TEXT SECTION:
Or maybe there's something going on here that Big Insurance isn't broadcasting too loudly. As previously blogged, first they knock the hole in the dike with malpractice limitations, then they blow the dike away with limitations in all kinds of negligence cases. That's what Big Insurance is after, you know. Injured victims of negligence cost them money; they want those victims -- and we trial lawyers -- neutralized. If that sounds sinister, it's meant to, because it is sinister. Not to mention demonstrative of Big Insurance's incredible cynicism in using the doctors as such pawns in its incredibly high stakes game.

Here's an interesting fact sheet put together by Public Citizen, saying basically that you should be careful of which statistics you pay attention to. Their conclusion: the Federal Government's National Practitioner Data Bank, which reports 100% of the verdicts and settlements, reflects the median medical malpractice payment by a physician to a patient rose 35 percent from 1997 to 2001, from $100,000 to $135,000.

A far cry from the hounds baying about "jackpot juries." Thanks to Brian King in Salt Lake City for the link.

Dr. Instalawyer's Book Review:

Ironically, attorney and author John Grisham hates lawyers. He's certainly made a fortune over the years eviscerating his highly fictional lawyers. One sees this enmity in "The Firm," where the naive young lawyer finds himself working for the mob, in "The Runaway Jury," where the lawyers on both sides of a tobacco case can't wait to buy a verdict from a juror, and in his latest, "The King of Torts," where the lousy lawyers du jour are those in the mass torts field.

Grisham's idea of proper lawyerly behavior, based on his books, seems to be that any self-respecting lawyer (1) will never settle and always try his case, regardless of the situation and the client's best interest, (2) will find a way either to lose his fee or never collect it at all, and then (3) will find a way to flee the jurisdiction, vowing never to practice law again. It happened in "The Firm," "The Rainmaker," "The Runaway Jury" [more or less], and probably others that I can't think of right now. "The King of Torts" lives up to this standard Grisham template.

Grisham's latest questionable morality tale revolves around young J. Clay Carter II [you can tell Grisham doesn't like the lawyer when he has the character use an initial on the first name, by the way]. Carter is in a dead end public defender job, and would like a better paying position, when he is approached, almost literally in the dark of night, by the devil [well, metaphorically, at least]. Carter is offered the faustian deal: sell his soul for millions. All he's got to do is solicit clients, lie to them, misrepresent his interest, and engage in other highly questionable behavior.

With little hesitation, and with less thought about strategy, tactics and ethics, he grabs at the money. In short order, he collects a ton of money under less than proper circumstances, and leaps at the chance to use improperly obtained inside information to file a gigantic class action lawsuit against a pharmaceutical manufacturer. Oh, and incidentally, he gets to violate about a half dozen federal securities laws in personal stock buys while he's at it.

PROVIDED MATERIAL:
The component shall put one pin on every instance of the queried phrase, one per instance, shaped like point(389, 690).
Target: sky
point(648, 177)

WHAT YOU WILL DO:
• 1. Decide whether each statement agrees with the blog post, answering yes or no and quoting the exact words that settle it: (a) the median medical malpractice payment rose 35 percent from 1997 to 2001; (b) Carter starts out in a well-paid private practice; (c) Carter files his class action lawsuit against a tobacco company.
• 2. Rewrite the part of the blog post starting with "Here's an interesting" and going on through "from $100,000 to $135,000.", swapping "Public Citizen" for "a consumer advocacy group".
• 3. Summarize the blog post in two sentences.
Use only the blog post to complete these.

ANSWERS BY TASK:
• 1.
(a) Yes: "the median medical malpractice payment by a physician to a patient rose 35 percent from 1997 to 2001"
(b) No: "Carter is in a dead end public defender job"
(c) No: "file a gigantic class action lawsuit against a pharmaceutical manufacturer"

• 2.
Here's an interesting fact sheet put together by a consumer advocacy group, saying basically that you should be careful of which statistics you pay attention to. Their conclusion: the Federal Government's National Practitioner Data Bank, which reports 100% of the verdicts and settlements, reflects the median medical malpractice payment by a physician to a patient rose 35 percent from 1997 to 2001, from $100,000 to $135,000.

• 3. The blog post argues that Big Insurance wants to limit negligence cases, and it cites a Public Citizen fact sheet showing that the median medical malpractice payment rose 35 percent from 1997 to 2001. It then reviews John Grisham's "The King of Torts," which the post says follows Grisham's usual unflattering template for lawyers by having public defender J. Clay Carter II take a deal for millions, engage in questionable behavior, and file a class action lawsuit against a pharmaceutical manufacturer.